A run of records:

* start *

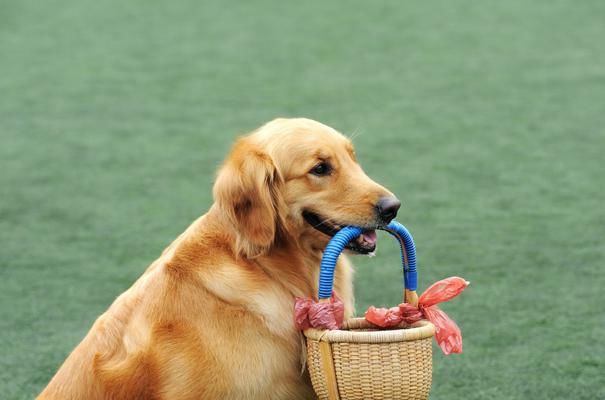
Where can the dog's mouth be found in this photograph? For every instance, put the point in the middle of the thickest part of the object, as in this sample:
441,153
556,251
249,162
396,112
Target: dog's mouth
363,244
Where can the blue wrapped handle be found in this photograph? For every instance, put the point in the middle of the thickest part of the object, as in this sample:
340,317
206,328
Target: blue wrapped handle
348,233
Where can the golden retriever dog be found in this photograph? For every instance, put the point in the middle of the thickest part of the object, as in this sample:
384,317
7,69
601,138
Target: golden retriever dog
212,317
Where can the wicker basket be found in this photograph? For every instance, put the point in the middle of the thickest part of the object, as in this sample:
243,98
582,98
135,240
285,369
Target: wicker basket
361,361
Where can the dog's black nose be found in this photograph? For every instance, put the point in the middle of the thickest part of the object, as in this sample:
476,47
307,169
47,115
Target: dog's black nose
387,208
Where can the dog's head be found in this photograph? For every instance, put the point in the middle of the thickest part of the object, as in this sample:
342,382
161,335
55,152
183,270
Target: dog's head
297,179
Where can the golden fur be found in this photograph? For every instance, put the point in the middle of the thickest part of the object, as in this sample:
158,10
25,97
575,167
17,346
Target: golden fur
212,317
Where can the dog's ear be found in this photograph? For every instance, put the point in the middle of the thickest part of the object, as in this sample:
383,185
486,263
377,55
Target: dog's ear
247,192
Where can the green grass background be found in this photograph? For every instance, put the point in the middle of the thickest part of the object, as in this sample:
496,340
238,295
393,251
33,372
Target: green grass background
486,118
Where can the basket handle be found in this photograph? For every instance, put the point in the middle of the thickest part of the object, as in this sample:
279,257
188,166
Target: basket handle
348,233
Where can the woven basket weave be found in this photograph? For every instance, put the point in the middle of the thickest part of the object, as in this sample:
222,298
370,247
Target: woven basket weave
358,364
363,362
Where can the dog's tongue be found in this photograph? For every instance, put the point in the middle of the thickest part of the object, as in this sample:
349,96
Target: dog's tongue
368,237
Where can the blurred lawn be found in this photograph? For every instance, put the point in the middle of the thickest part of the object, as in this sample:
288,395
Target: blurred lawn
486,118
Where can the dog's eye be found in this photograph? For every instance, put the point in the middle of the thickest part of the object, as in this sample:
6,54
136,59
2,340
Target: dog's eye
321,169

* end *

Repeat the data above exactly, but not the pictures.

> [RESULT OF THE TASK]:
Where can the dog's mouth be found in this photograph? For every instance, put the point in the middle of the thickest part of the object, as in this sample:
441,153
556,251
249,162
396,112
Target: dog's mouth
363,244
Where can the blue wrapped handle be found in this photograph? For every instance, put the point in the middle of the thickest part of the object, as in this sample:
340,317
206,328
Target: blue wrapped handle
348,233
Where can the golden retriever dog be found in this photograph? For every instance, put the point in the middle of the thickest part of the object, as in this sample:
384,317
7,69
601,138
Target: golden retriever dog
212,317
Where can the wicker basket be found in this photograph? For every instance, put the point in the middle of the thickest part of the object, as in this sample:
243,98
582,98
135,240
285,369
Target: wicker basket
361,361
Where can the dog's black nose be found in this photograph? For every instance, put the point in the middle of the thickest part of the object, as in this sample:
476,47
307,169
47,115
Target: dog's black nose
387,208
Where can the dog's head be found in this photograph? For every instance, put the point in the middle of the thickest part of the object, as in this sample:
342,382
161,335
55,152
183,270
Target: dog's head
297,179
Where can the golden fur be found in this photograph? For every instance, put the point in the middle of the thickest part of the object, as in this sample:
158,10
25,97
575,167
17,346
Target: golden fur
212,317
Where can the dog's ear be found in this photograph? For every instance, put the point in the middle of the thickest part of the object, as in this sample:
383,185
486,263
377,55
Target: dog's ear
247,192
Where can the green grass background be found in this photograph? For every instance, put the point in the middle of the thickest part of the object, as in this sample:
496,340
238,295
393,251
33,372
Target: green grass background
486,118
Where can the basket handle be found in this photograph? For every instance, put the point in the middle of the thickest part of the object, as in this sample:
279,257
188,166
Target: basket handle
348,233
Where can the woven basket weave be found in this photograph? For every instance, put the point in the middle of the thickest part of the object, as in this sample:
222,298
370,247
Target: woven basket weave
358,364
363,362
Where can the dog's tongue be found in this photograph? For every instance, put the point in the middle of the thickest part of the object, as in this sample:
349,96
Target: dog's tongue
368,237
Where can the blurred lawn be found in this photograph? For every instance, put the point in the middle of the thickest part of the object, as in this sample:
288,395
Target: blurred lawn
486,118
Where can the dog's eye be found in this photograph? For every instance, put the point in the middle of the thickest part of the object, as in this sample:
6,54
136,59
2,340
Target: dog's eye
321,169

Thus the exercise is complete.